[Stored data entries]
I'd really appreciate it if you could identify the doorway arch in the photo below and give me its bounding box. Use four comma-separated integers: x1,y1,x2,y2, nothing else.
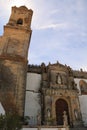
55,98,70,125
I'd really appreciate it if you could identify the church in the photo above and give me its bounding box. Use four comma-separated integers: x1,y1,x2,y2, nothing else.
25,63,87,127
0,6,87,128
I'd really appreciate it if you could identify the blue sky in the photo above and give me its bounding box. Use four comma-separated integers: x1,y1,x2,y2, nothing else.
0,0,87,71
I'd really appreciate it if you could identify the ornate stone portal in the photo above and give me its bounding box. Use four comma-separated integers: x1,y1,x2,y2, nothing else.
41,63,83,127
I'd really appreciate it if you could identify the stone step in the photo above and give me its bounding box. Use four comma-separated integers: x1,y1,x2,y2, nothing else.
70,127,87,130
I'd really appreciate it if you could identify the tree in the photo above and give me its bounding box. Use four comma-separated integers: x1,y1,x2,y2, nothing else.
0,113,22,130
0,114,5,129
0,92,22,130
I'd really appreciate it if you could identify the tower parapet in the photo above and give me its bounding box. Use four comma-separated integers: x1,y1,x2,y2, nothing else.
7,6,33,29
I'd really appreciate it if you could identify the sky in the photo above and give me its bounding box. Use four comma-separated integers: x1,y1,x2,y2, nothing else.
0,0,87,71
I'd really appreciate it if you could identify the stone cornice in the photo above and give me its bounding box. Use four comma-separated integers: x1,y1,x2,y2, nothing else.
0,54,27,64
4,25,32,33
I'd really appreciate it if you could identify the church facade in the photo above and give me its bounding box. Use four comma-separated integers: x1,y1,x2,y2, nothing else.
25,63,87,127
0,6,87,128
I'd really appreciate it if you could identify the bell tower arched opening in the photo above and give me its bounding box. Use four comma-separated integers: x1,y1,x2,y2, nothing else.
17,18,23,25
55,98,70,125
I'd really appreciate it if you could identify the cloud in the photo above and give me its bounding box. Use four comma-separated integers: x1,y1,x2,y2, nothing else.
34,23,69,30
0,0,87,70
50,9,60,15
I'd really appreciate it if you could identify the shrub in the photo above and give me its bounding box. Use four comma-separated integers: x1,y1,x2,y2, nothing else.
0,113,22,130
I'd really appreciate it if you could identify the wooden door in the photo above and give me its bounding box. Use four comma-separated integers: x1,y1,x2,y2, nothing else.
56,99,70,125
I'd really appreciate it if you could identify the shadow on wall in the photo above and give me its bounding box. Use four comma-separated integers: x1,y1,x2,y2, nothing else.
0,63,18,114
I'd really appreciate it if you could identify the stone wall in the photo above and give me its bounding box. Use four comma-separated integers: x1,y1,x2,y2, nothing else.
0,59,27,116
0,6,33,116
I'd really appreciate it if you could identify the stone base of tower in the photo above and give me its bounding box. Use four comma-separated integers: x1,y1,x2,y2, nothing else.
0,59,27,117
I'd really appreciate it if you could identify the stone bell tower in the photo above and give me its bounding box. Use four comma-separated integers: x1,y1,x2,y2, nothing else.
0,6,33,116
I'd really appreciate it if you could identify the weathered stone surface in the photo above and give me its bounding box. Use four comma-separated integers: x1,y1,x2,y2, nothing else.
0,6,33,116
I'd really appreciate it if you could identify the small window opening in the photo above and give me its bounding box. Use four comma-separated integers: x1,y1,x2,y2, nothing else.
17,18,23,25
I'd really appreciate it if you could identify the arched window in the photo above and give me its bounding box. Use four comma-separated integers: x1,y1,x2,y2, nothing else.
79,80,87,94
17,18,23,25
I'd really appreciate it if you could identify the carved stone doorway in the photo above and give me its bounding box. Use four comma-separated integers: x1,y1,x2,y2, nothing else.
55,99,70,125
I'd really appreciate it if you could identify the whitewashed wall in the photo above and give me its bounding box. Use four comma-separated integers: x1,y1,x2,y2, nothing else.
79,95,87,126
0,102,5,115
24,73,41,125
74,78,87,126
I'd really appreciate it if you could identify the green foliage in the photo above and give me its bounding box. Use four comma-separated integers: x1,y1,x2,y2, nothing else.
23,116,30,125
0,114,22,130
0,114,5,129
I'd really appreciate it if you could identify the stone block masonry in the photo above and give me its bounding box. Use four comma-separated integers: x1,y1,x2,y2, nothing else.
0,6,33,117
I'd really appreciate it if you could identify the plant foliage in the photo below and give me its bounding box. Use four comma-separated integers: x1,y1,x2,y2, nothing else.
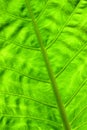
0,0,87,130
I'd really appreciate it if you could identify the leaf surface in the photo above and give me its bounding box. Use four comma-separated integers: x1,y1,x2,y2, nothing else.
0,0,87,130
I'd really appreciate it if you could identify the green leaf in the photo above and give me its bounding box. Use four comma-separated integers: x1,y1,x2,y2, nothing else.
0,0,87,130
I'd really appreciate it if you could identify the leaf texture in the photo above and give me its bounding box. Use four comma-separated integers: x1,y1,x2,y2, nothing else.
0,0,87,130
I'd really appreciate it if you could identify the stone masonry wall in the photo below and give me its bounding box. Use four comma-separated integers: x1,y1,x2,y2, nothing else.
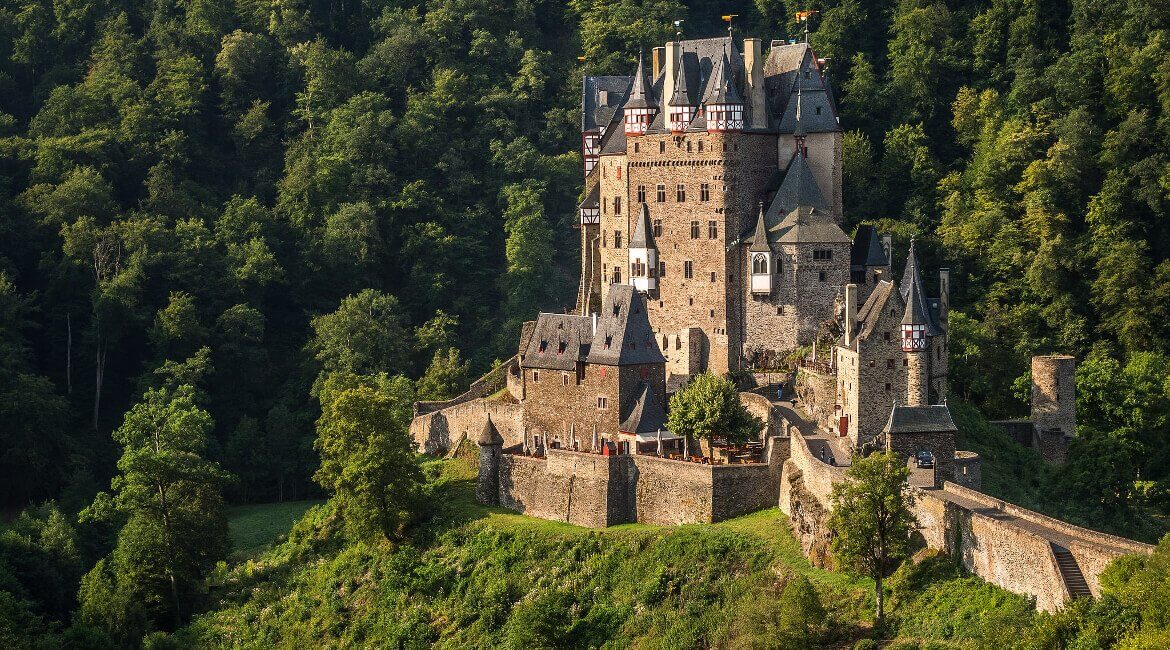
796,367,836,431
410,399,524,454
498,450,632,527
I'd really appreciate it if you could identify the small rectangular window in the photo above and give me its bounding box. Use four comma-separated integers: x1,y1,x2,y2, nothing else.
633,142,639,153
819,271,826,281
813,250,833,261
614,268,622,283
708,220,717,239
614,231,622,248
659,141,665,153
562,373,568,386
698,141,704,152
677,184,686,202
700,183,710,201
533,371,540,383
656,184,666,202
684,261,693,279
637,185,646,202
887,359,895,369
597,396,608,409
652,219,662,237
658,261,665,277
710,271,716,282
690,221,700,238
614,196,621,215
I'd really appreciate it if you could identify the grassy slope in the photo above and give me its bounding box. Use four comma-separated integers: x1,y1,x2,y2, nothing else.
179,458,1044,648
227,500,324,560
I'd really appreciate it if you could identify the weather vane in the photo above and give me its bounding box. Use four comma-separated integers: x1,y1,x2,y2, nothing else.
722,14,738,36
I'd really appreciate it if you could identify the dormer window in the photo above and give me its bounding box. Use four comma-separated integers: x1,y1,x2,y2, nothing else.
557,342,566,355
752,254,769,274
539,340,548,352
613,303,621,316
604,335,613,349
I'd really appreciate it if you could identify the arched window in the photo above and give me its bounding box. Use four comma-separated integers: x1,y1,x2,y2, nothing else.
752,253,769,275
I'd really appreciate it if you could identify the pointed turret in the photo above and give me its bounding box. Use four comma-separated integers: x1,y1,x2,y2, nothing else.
704,50,744,132
900,241,930,406
623,53,657,136
747,203,774,295
629,204,658,293
668,59,695,133
477,413,504,446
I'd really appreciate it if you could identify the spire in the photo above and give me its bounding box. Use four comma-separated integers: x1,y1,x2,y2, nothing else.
748,202,771,252
702,50,743,106
630,203,656,249
900,240,931,327
624,52,657,109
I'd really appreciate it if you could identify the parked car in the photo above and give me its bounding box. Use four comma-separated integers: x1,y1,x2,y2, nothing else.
915,451,935,469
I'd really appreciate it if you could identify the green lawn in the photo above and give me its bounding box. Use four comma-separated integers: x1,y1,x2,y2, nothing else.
227,499,324,559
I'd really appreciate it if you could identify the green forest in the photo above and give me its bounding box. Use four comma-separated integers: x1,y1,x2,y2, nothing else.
3,0,1170,645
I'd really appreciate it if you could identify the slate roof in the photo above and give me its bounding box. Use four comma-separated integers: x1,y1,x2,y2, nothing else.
702,51,742,105
767,152,831,217
586,285,666,366
578,183,600,211
477,414,504,445
852,280,900,346
883,404,957,434
747,204,771,253
771,206,851,244
763,42,840,134
522,313,593,371
900,241,939,332
582,75,631,132
668,57,695,106
850,225,888,268
618,382,667,434
624,53,657,110
629,203,656,249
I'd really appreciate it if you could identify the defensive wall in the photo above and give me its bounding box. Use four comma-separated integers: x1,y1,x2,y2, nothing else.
492,436,789,526
413,354,519,417
411,398,524,454
779,425,1153,612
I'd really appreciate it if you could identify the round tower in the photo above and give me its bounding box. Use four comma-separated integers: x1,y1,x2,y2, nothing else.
900,242,931,407
1031,355,1076,438
475,414,504,505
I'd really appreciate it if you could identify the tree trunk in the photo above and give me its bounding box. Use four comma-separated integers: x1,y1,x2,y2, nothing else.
93,341,106,431
66,313,73,395
875,572,884,621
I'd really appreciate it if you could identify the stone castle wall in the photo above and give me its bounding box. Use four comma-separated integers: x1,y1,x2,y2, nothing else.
1031,355,1076,437
410,398,524,454
795,367,836,431
492,436,788,527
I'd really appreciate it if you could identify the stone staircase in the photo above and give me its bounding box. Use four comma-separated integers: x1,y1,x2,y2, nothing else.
1052,544,1092,598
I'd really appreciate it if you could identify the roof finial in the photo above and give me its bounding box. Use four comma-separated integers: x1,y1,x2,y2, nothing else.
722,13,738,37
673,19,684,43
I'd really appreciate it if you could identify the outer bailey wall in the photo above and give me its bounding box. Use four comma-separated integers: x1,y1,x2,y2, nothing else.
630,455,714,525
411,399,524,454
498,450,631,528
779,428,1153,612
740,391,784,437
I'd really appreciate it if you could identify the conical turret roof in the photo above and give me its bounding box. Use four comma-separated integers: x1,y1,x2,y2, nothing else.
630,203,656,249
748,203,771,253
702,51,743,105
624,53,657,110
900,240,932,328
477,414,504,446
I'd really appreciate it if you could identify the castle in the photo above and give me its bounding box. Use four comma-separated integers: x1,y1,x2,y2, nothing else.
409,33,1151,613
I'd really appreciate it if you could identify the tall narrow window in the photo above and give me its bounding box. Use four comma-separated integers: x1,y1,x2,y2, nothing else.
637,185,646,202
708,220,718,239
652,219,662,237
614,231,622,248
677,184,685,202
700,183,710,201
684,261,693,278
656,184,666,202
614,196,621,215
690,221,700,238
658,261,666,277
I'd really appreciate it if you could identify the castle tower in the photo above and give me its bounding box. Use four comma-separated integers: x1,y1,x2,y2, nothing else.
667,58,695,133
475,414,504,505
623,53,657,136
702,51,744,132
628,203,658,293
1031,354,1076,462
901,243,931,407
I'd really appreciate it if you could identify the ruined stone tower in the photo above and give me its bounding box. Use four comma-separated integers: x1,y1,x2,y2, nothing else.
1031,354,1076,463
476,414,504,505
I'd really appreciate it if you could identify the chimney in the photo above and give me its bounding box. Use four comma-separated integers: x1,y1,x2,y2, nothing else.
844,283,858,347
664,40,680,115
743,38,767,129
939,268,950,325
591,312,598,336
652,47,665,80
881,235,893,265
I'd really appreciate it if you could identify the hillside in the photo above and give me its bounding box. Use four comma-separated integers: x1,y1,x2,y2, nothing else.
168,458,1048,648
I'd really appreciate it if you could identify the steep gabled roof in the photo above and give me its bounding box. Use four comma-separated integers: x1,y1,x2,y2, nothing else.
618,382,667,434
850,224,888,268
578,183,600,211
629,203,656,249
900,241,938,332
771,206,851,244
523,313,593,371
669,55,695,107
582,75,632,132
624,53,657,110
853,280,901,345
883,404,957,434
586,285,666,366
702,51,742,105
764,43,840,134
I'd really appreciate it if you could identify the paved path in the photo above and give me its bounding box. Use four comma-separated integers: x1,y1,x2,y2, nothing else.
772,398,853,467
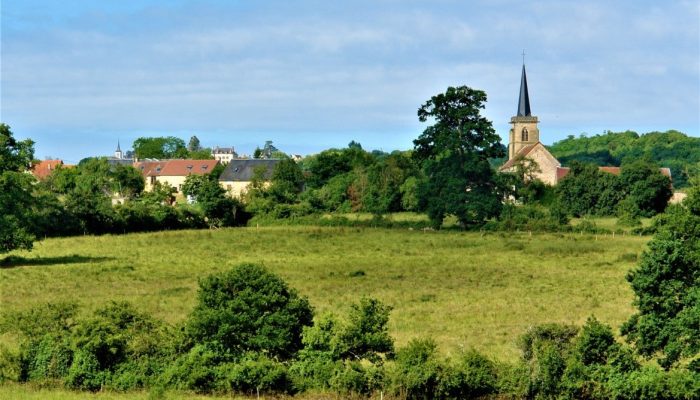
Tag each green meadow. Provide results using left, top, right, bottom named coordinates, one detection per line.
left=1, top=225, right=647, bottom=363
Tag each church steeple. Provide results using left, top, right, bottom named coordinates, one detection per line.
left=517, top=64, right=531, bottom=117
left=508, top=60, right=539, bottom=160
left=115, top=140, right=123, bottom=159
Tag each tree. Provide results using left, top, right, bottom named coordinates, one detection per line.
left=113, top=164, right=145, bottom=198
left=187, top=136, right=202, bottom=152
left=269, top=158, right=305, bottom=204
left=0, top=124, right=36, bottom=253
left=132, top=136, right=187, bottom=159
left=185, top=263, right=314, bottom=360
left=194, top=177, right=248, bottom=227
left=619, top=160, right=672, bottom=216
left=412, top=86, right=505, bottom=227
left=621, top=204, right=700, bottom=369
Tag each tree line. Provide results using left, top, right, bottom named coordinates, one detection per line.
left=549, top=129, right=700, bottom=188
left=0, top=85, right=689, bottom=255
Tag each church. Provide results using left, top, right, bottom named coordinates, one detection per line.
left=498, top=64, right=671, bottom=184
left=498, top=64, right=564, bottom=185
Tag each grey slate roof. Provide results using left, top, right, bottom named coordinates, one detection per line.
left=517, top=64, right=532, bottom=117
left=219, top=159, right=281, bottom=182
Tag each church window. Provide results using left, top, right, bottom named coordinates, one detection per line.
left=522, top=127, right=529, bottom=141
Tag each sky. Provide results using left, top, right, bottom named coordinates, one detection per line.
left=1, top=0, right=699, bottom=163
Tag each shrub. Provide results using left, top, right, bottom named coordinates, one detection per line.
left=217, top=354, right=293, bottom=395
left=159, top=344, right=220, bottom=393
left=0, top=344, right=20, bottom=383
left=185, top=263, right=314, bottom=361
left=576, top=317, right=616, bottom=366
left=437, top=350, right=497, bottom=399
left=21, top=334, right=73, bottom=382
left=389, top=338, right=442, bottom=399
left=329, top=360, right=383, bottom=395
left=288, top=350, right=340, bottom=391
left=65, top=350, right=104, bottom=391
left=518, top=323, right=578, bottom=398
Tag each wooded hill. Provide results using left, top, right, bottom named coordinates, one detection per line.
left=548, top=130, right=700, bottom=188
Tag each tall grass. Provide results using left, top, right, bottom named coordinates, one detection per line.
left=1, top=227, right=646, bottom=362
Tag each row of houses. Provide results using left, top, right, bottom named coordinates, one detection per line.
left=31, top=157, right=282, bottom=199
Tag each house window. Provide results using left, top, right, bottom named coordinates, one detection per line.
left=522, top=127, right=529, bottom=142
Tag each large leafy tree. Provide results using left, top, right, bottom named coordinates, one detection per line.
left=132, top=136, right=188, bottom=159
left=0, top=123, right=36, bottom=253
left=621, top=201, right=700, bottom=369
left=619, top=160, right=672, bottom=216
left=413, top=86, right=505, bottom=228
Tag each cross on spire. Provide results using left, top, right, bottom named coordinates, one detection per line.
left=521, top=49, right=526, bottom=65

*What to produce*
Return exactly the lines from the one containing "Tag each large" to the last line of the data, and nothing more.

*Answer to the problem*
Tag each large leafy tree. Provide results using left, top, right, bottom named coordinates, one detection per line.
left=132, top=136, right=188, bottom=159
left=0, top=123, right=36, bottom=253
left=621, top=201, right=700, bottom=369
left=619, top=160, right=672, bottom=216
left=413, top=86, right=505, bottom=228
Tag each cross on spire. Provide results using left, top, right, bottom named coordinates, one detection per line.
left=521, top=49, right=526, bottom=65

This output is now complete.